DOCUMENT SECTION:

According to section (11), "No Court shall try any suit or issue in which the matter' directly and substantially has been

directly and substantially in issue in a former suit between the same parties, or between parties under whom they or any

of them claim, litigating under the same title, in a Court competent to try such subsequent suit or the suit in which such

issue has been subsequently raised, and has been heard and finally decided by such Court."

Res-judicata Meaning:
===============================

Res-judicata technically means that a matter in issue which has already been tried by competent Court, then trial

between the same parties in-respect of the same matter shall not be allowed. Res-judicata is very important doctrine of

C.P.C, it emphasis that a subject matter of the suit which has already been decided, is deemed to be decided forever,

and can't be reopened by the same parties. The rule of Res-judicata is based upon the principle that no person should

be vexed twice for the same cause of action, and the interest of the State behind this principle is that, there should be an

end to litigation.


Object of Res-judicata
================================


The object of Res-judicata is to prevent a question which has already been decided to be re-agitated. A question finally

decided at one stage of a proceeding cannot be re-agitated between the same parties or their representatives at a

subsequent stage.


Kinds of Res-judicata:
==================================

There are two kinds of Res-judicata namely; Actual Res-judicata and Constructive Res-judicata.

Actual Res-judicata:
=================================

It means a matter actually resolved by Court, between the parties in earlier suit cannot be reopened through subsequent

suit. In-other words an issue has been alleged by one party and either denied or admitted, (expressly or impliedly) by

other party in earlier suit, second suit in respect of the same matter can not be filed, and if any is filed, the same would be

hit by actual Res-judicata.

Constructive Res-judicata:
==================================

It means a matter which might and ought to have been made ground of claim or defense in a former suit, but a party

ignores it, then that issue shall be deemed to have been a matter directly and substantially in issue in such suit. In other

words if a party had an opportunity that he ought to have taken a plea (as a plaintiff or defendant) if he fails to do so, and

the matter is decided, the decision will operate as Res-judicata in-respect of all issues, which were taken, and which

ought and might have taken/ and second suit would not lie for such issue.


Essential conditions of res-judicata:
=====================================

For applicability of Res-judicata the following conditions must be present:

1. A previous suit in which the matter in issue directly and substantially should have been decided.

2. A competent Court of Civil jurisdiction should have decided it.

3. It should have been decided on merits and final decision should have been made after hearing.

4. It should contain directly and substantially same matter in issue.

5. It should have been contested between the same parties or their legal representatives, such parties are indulging

litigation under the same title, with respect to the same cause of action.
If these conditions are fulfilled then subsequently/further instituted suit shall be liable to be dismissed by application of

doctrine of Res-judicata.

TASKS TO COMPLETE:
1: Rewrite the part of the res judicata text that opens with the words containing "2. A competent" and closes with "made after hearing.", putting "substance" in place of "merits".
2: Summarize the res judicata text in two sentences.

RECORDED DATA:

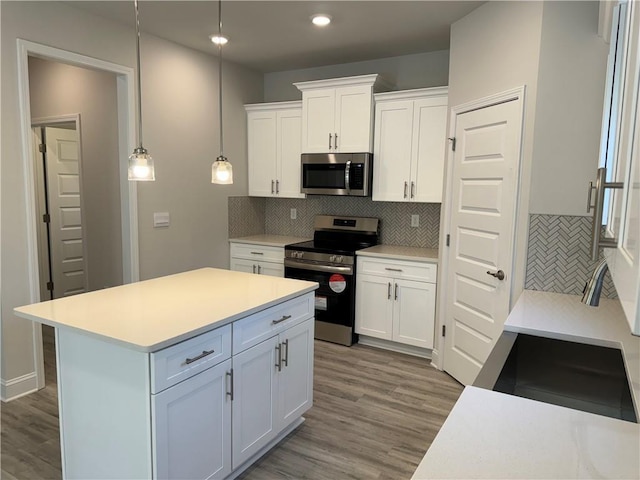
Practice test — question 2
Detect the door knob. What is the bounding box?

RESULTS BY TASK:
1:
2. A competent Court of Civil jurisdiction should have decided it.

3. It should have been decided on substance and final decision should have been made after hearing.

2: Res judicata, a doctrine of the C.P.C. set out in section 11, bars the same parties from reopening a matter that a competent court has already heard and finally decided, on the principle that no one should be vexed twice for the same cause and that litigation should end. It comes in two kinds, actual and constructive, and it applies when a competent civil court decided directly and substantially the same matter on the merits in a previous suit between the same parties litigating under the same title, so that any later suit is liable to be dismissed.